Hier mal ein paar Geräte, und was ich mir so dazu denke.... Bin weiter netürlich auf noch für Vorschläge offen. Zusätzlich zu meinen oben genannten Anforderungen sollte es möglich sein, den Monitor in der Höhe zu justieren und ein USB Hub wäre auch schön!

Dell U3818DW Sehr interessantes Gerät. Von den Werte würde der Monitor auch gut zu meinen Anforderungen passen. Der Preis ist schon ganz schön happig, für das Geld müsste mehr als nur 60 Hz möglich sein.

LG 34GK950F-B Joa, passt eigentlich auch ganz gut zu meinen Anforderungen, allerdings meint rtings: "Unfortunately, like most IPS monitors, it doesn't look as good in a dark room". Für den Preis würde man auch schon 32:9 bekommen. Schade, dass die Elektronikmärkte in meiner Umgebung keine große Auswahl in dem Bereich bieten.


Samsung C49RG9/CRG9 Perverses Teil. Kein Plan, ob der nicht viel zu groß für mich ist. Finde aber auch kein Anbieter dieses Geräts... Finde den Monitor nichtmal bei samsung oder ist es dieser?

Dell Alienware AW3418DW Kostet fast so viel wie der LG 34GK950F-B, ist allerdings nirgends wirklich besser.


Die genannten Modelle liegen eher im hochpreisigen Segment, wie gesagt, bin ich auch für P/L-Tipps offen. Dann sollten die aber eher günstig sein. Bin eher so eingestellt, einmal richtig und dafür langfristig zu investieren. Habt ihr noch weitere Modelle, die ich mir anschauen muss? Wie groß ist der Unterschied zwischen IPS und VA heutzutage? Mein 7 Jahre alter VA Monitor ist richtig blass neben einem IPS Monitor.


----------



## kasiii (27. Oktober 2019)

Gibt es zu dem ViewSonic XG350R-C Erfahrungen?


----------

» ANGEZEIGTE DATEN:

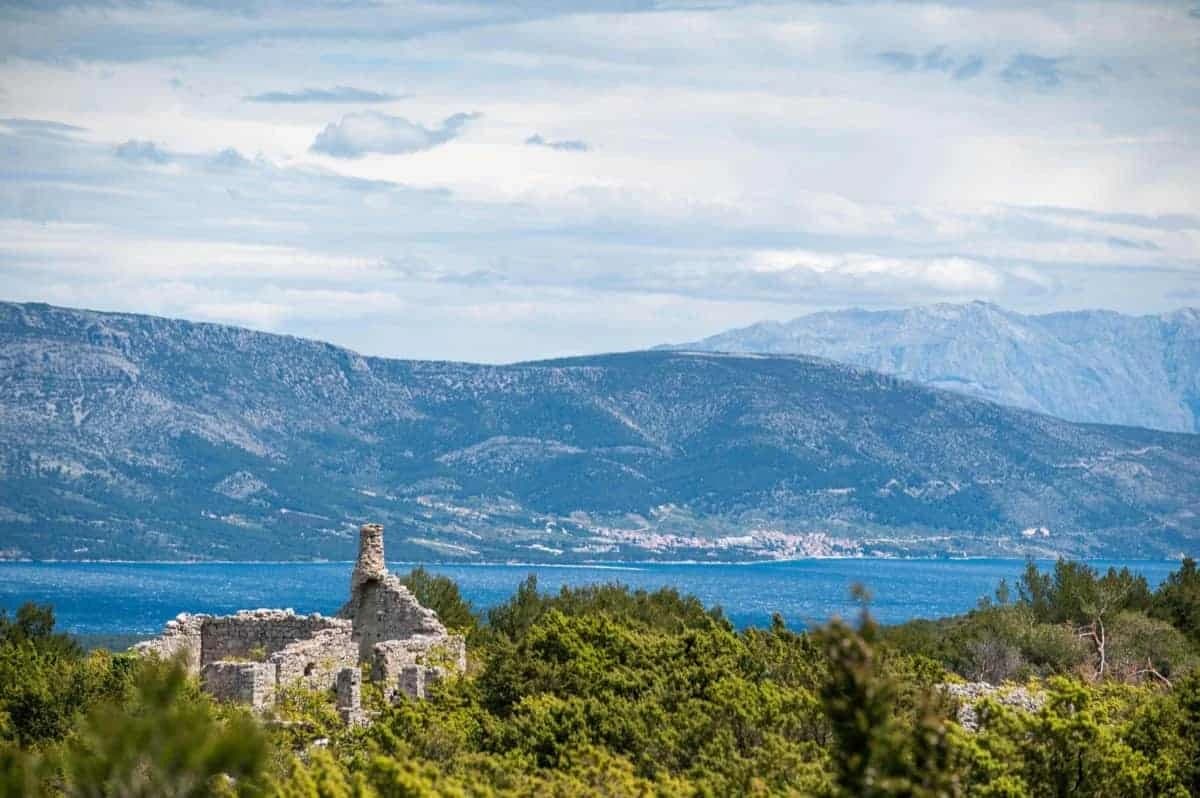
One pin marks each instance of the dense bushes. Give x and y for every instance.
(609, 691)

» DEINE AUFGABE: Gib aus dem Textauszug über Monitore das Stück Wort für Wort wieder, das bei den Worten „Dell Alienware AW3418DW“ anfängt und nach den Worten „einem IPS Monitor.“ aufhört.

» ANTWORT:
Dell Alienware AW3418DW Kostet fast so viel wie der LG 34GK950F-B, ist allerdings nirgends wirklich besser.


Die genannten Modelle liegen eher im hochpreisigen Segment, wie gesagt, bin ich auch für P/L-Tipps offen. Dann sollten die aber eher günstig sein. Bin eher so eingestellt, einmal richtig und dafür langfristig zu investieren. Habt ihr noch weitere Modelle, die ich mir anschauen muss? Wie groß ist der Unterschied zwischen IPS und VA heutzutage? Mein 7 Jahre alter VA Monitor ist richtig blass neben einem IPS Monitor.